- [TASK BRIEF]
Gather every line of the items below that contains the word "railing", copying each one in full. Match the case exactly.
** START PROVIDED RECORDS **
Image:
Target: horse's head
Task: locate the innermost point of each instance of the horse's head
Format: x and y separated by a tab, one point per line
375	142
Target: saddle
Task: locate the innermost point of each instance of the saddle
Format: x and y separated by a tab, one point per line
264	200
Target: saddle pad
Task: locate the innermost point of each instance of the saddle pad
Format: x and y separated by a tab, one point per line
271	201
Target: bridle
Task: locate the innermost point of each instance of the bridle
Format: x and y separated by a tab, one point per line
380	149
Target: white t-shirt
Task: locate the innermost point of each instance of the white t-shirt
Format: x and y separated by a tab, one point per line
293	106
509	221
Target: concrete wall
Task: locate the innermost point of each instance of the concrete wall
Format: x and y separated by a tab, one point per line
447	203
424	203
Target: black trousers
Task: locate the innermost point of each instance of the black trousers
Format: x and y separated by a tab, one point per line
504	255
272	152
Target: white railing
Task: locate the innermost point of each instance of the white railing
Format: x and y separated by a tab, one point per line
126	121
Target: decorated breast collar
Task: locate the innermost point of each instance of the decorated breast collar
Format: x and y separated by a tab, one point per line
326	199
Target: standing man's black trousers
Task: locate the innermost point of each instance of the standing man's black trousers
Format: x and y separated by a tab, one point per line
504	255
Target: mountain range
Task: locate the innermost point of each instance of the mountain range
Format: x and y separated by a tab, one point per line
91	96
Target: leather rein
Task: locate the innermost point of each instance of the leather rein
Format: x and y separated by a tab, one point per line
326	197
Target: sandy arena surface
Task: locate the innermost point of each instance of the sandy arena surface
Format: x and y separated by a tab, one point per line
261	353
** END PROVIDED RECORDS **
** START PROVIDED RECORDS **
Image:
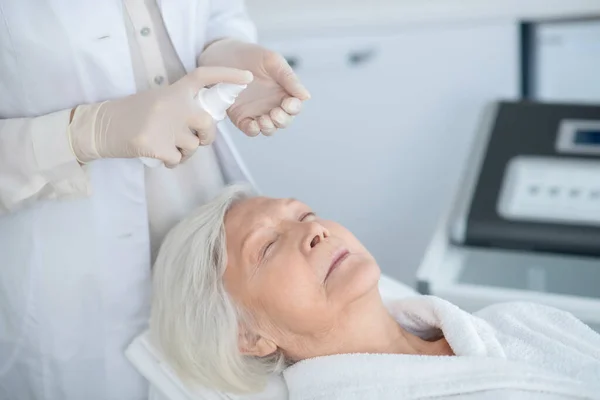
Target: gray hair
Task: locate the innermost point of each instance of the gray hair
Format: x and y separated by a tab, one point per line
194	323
** END PROVIDED RECORDS **
** START PROVIDED RECORDS **
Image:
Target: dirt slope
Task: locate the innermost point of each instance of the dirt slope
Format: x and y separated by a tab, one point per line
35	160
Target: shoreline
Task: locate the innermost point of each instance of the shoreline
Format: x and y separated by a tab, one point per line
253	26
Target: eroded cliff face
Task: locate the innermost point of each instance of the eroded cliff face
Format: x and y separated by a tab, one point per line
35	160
** END PROVIDED RECORDS **
- [CORRECT RESULT]
Target: white railing
Task: locate the innermost point of each instance of the white railing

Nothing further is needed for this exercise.